Work to complete:
**A)** Please retype the cable on the Benue-Taraba conflict from "ABUJA 00001593 001.2" up to and including "the displaced families.".
**B)** In the cable on the Benue-Taraba conflict, which two ethnic groups live along the border?

--- BEGIN Passage to read ---

UNCLAS SECTION 01 OF 02 ABUJA 001593

SIPDIS

SIPDIS

DOE FOR CAROLYN GAY

E.O. 12958: N/A
TAGS: PGOV PHUM PREF NI
SUBJECT: CONFLICT CONTINUES ON BENUE-TARABA BORDER

REF: 01 ABUJA 3239 AND PREVIOUS

ABUJA 00001593 001.2 OF 002


-----------
SUMMARY
-----------
1. Since renewed fighting began along the Benue-Taraba boundary
five weeks ago, no fewer than twenty people have died and at least
five villages have been razed. For decades the Tivs and Jukuns, the
two ethnic groups residing along the border, have engaged in
intermittent fighting and there is potential for more deaths and an
increased number of internally displaced peoples within the region.
Local leaders have appealed to both the state and federal government
to intervene and send relief materials for the displaced families.

--- END Passage to read ---
--- BEGIN Records shown ---

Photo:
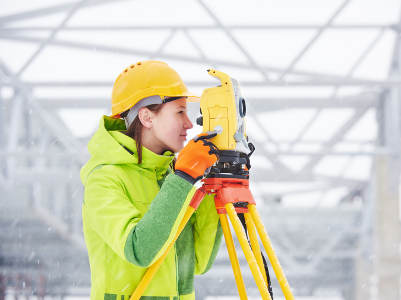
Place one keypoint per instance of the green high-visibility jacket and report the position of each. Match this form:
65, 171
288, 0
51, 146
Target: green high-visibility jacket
131, 213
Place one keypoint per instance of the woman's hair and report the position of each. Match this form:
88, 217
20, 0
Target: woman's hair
135, 129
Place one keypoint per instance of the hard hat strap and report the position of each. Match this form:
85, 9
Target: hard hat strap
133, 112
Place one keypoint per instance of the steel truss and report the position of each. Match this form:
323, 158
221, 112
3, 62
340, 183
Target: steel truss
321, 249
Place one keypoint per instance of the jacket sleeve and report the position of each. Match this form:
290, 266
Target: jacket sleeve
139, 239
207, 235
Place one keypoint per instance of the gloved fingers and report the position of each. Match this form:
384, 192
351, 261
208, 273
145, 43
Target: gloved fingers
213, 148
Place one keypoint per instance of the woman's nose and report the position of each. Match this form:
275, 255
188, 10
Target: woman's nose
188, 123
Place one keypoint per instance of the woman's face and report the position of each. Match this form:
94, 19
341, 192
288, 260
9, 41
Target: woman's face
170, 125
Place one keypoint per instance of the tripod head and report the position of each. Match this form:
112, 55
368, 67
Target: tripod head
223, 110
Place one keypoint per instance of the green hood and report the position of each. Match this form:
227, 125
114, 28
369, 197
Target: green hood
107, 148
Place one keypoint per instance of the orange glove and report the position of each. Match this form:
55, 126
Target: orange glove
198, 155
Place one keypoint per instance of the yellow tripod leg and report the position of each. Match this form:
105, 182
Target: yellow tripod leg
233, 256
285, 287
151, 271
255, 245
253, 265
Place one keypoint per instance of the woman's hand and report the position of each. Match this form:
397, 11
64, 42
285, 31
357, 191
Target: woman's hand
198, 155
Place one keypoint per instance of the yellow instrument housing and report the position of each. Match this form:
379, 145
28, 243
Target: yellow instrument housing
219, 107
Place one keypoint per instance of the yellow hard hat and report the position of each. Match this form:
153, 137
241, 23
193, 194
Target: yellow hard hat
145, 79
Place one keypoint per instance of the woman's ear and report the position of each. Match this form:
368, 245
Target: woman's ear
145, 116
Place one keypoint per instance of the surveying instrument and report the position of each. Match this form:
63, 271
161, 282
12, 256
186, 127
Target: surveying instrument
223, 111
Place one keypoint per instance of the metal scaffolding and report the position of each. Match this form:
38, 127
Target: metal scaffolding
346, 245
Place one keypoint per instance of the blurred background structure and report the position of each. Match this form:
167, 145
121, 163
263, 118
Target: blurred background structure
323, 85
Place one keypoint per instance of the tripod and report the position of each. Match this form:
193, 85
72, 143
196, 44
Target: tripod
229, 181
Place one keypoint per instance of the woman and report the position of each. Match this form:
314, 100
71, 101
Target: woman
135, 198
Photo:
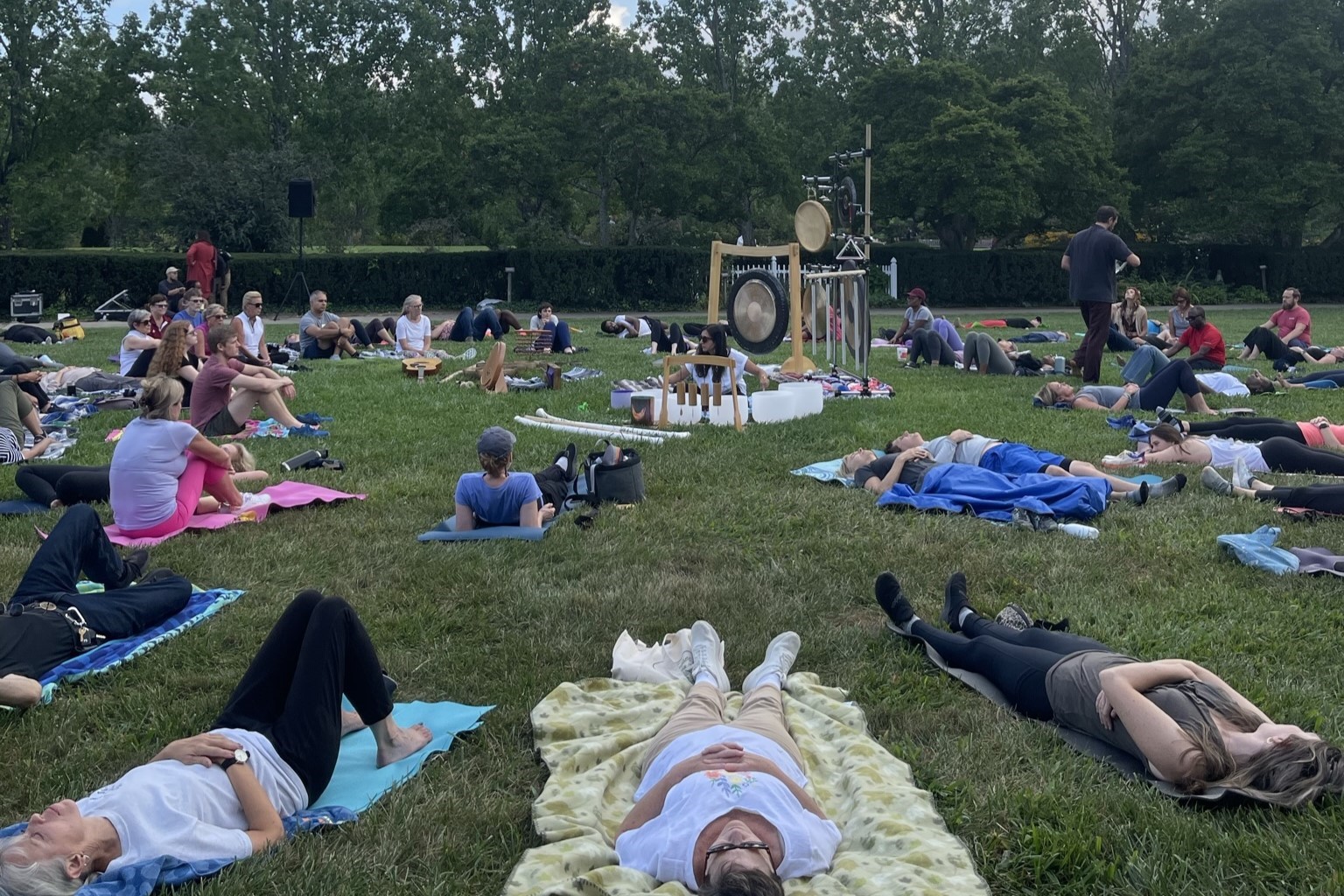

--- END Records shown ---

Expected outputs:
**A)**
ABUJA 00001593 001.2 OF 002


-----------
SUMMARY
-----------
1. Since renewed fighting began along the Benue-Taraba boundary
five weeks ago, no fewer than twenty people have died and at least
five villages have been razed. For decades the Tivs and Jukuns, the
two ethnic groups residing along the border, have engaged in
intermittent fighting and there is potential for more deaths and an
increased number of internally displaced peoples within the region.
Local leaders have appealed to both the state and federal government
to intervene and send relief materials for the displaced families.

**B)** The Tivs and the Jukuns.